**EXERCISE**
In the entries below, which lines run from the one containing "eagle's tail, one" to the one containing "of the dark"? Copy exactly those lines, ends included, and no others.

[DATASET — start]

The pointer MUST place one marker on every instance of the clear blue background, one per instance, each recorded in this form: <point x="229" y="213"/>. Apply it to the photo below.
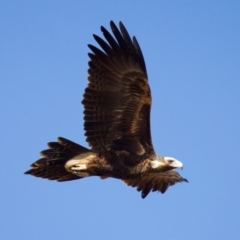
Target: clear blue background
<point x="192" y="52"/>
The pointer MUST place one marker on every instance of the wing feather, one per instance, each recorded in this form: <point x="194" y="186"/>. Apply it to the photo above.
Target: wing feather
<point x="117" y="101"/>
<point x="155" y="181"/>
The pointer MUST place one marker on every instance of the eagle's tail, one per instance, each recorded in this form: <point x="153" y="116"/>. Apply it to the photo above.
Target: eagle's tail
<point x="52" y="165"/>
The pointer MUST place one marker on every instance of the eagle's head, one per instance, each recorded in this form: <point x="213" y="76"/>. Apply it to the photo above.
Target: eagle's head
<point x="166" y="162"/>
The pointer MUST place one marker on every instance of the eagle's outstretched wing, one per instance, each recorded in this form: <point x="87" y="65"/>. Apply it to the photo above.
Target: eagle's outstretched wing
<point x="117" y="101"/>
<point x="159" y="181"/>
<point x="52" y="163"/>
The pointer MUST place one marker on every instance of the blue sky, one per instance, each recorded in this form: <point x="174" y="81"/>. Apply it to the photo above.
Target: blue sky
<point x="192" y="53"/>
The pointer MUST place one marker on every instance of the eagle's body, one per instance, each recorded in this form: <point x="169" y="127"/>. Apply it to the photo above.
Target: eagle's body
<point x="117" y="105"/>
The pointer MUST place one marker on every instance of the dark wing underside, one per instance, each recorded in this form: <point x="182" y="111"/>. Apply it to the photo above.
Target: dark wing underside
<point x="155" y="181"/>
<point x="52" y="163"/>
<point x="117" y="100"/>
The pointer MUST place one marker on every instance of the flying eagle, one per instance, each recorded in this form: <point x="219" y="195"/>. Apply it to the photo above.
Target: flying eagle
<point x="117" y="103"/>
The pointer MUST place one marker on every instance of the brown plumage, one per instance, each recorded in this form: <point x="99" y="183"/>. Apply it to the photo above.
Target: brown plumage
<point x="117" y="103"/>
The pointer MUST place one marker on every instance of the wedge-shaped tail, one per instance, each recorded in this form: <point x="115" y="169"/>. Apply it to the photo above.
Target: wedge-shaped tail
<point x="52" y="165"/>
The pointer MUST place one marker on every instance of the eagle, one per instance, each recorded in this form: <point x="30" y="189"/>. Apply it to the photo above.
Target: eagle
<point x="117" y="104"/>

[DATASET — finish]

**RESULT BELOW**
The pointer MUST place one marker on every instance of the eagle's tail, one per instance, each recorded in this form: <point x="153" y="116"/>. Apply it to the photo above.
Target: eagle's tail
<point x="52" y="165"/>
The pointer MUST place one marker on every instance of the eagle's head, one per instance, each recorded in this form: <point x="213" y="76"/>. Apply it to the photo above.
Target: eagle's head
<point x="166" y="162"/>
The pointer MUST place one marker on every instance of the eagle's outstretched wing, one per instance, each recorded in this form: <point x="87" y="65"/>. Apply it to the photo above.
Target: eagle's outstretched wing
<point x="117" y="101"/>
<point x="159" y="181"/>
<point x="52" y="163"/>
The pointer MUST place one marker on every instance of the blue sky, one per instance, each recorded in this form: <point x="174" y="81"/>. Apply it to the photo above.
Target: blue sky
<point x="192" y="53"/>
The pointer MUST place one marker on every instance of the eagle's body, one per instance, each recorded in this form: <point x="169" y="127"/>. Apply it to the photo above.
Target: eagle's body
<point x="117" y="105"/>
The pointer MUST place one marker on every instance of the dark wing underside, one per instance, each recorded in this form: <point x="182" y="111"/>. Apply it to the photo above.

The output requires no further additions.